TASK STATEMENT: Tally the lines below that contain the word "query", and give only that number.

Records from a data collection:
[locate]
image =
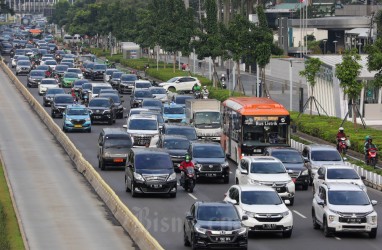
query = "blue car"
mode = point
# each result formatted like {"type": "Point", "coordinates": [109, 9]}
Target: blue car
{"type": "Point", "coordinates": [76, 118]}
{"type": "Point", "coordinates": [174, 113]}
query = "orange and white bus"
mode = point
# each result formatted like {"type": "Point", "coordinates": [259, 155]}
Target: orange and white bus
{"type": "Point", "coordinates": [251, 123]}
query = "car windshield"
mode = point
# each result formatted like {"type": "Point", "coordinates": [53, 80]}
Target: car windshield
{"type": "Point", "coordinates": [152, 103]}
{"type": "Point", "coordinates": [70, 75]}
{"type": "Point", "coordinates": [342, 173]}
{"type": "Point", "coordinates": [260, 198]}
{"type": "Point", "coordinates": [100, 67]}
{"type": "Point", "coordinates": [143, 124]}
{"type": "Point", "coordinates": [37, 73]}
{"type": "Point", "coordinates": [173, 110]}
{"type": "Point", "coordinates": [188, 132]}
{"type": "Point", "coordinates": [143, 85]}
{"type": "Point", "coordinates": [118, 143]}
{"type": "Point", "coordinates": [207, 151]}
{"type": "Point", "coordinates": [49, 81]}
{"type": "Point", "coordinates": [217, 213]}
{"type": "Point", "coordinates": [158, 91]}
{"type": "Point", "coordinates": [77, 71]}
{"type": "Point", "coordinates": [77, 112]}
{"type": "Point", "coordinates": [348, 198]}
{"type": "Point", "coordinates": [182, 100]}
{"type": "Point", "coordinates": [99, 103]}
{"type": "Point", "coordinates": [61, 67]}
{"type": "Point", "coordinates": [129, 78]}
{"type": "Point", "coordinates": [55, 91]}
{"type": "Point", "coordinates": [267, 168]}
{"type": "Point", "coordinates": [176, 144]}
{"type": "Point", "coordinates": [325, 155]}
{"type": "Point", "coordinates": [97, 89]}
{"type": "Point", "coordinates": [288, 156]}
{"type": "Point", "coordinates": [64, 99]}
{"type": "Point", "coordinates": [146, 161]}
{"type": "Point", "coordinates": [202, 118]}
{"type": "Point", "coordinates": [116, 74]}
{"type": "Point", "coordinates": [146, 94]}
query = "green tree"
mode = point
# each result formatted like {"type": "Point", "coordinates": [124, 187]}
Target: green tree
{"type": "Point", "coordinates": [347, 72]}
{"type": "Point", "coordinates": [210, 42]}
{"type": "Point", "coordinates": [374, 61]}
{"type": "Point", "coordinates": [312, 67]}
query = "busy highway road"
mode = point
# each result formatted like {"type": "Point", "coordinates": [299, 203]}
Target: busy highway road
{"type": "Point", "coordinates": [164, 216]}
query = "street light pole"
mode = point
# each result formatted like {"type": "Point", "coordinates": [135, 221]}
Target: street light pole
{"type": "Point", "coordinates": [335, 46]}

WRITTEN ANSWER: 6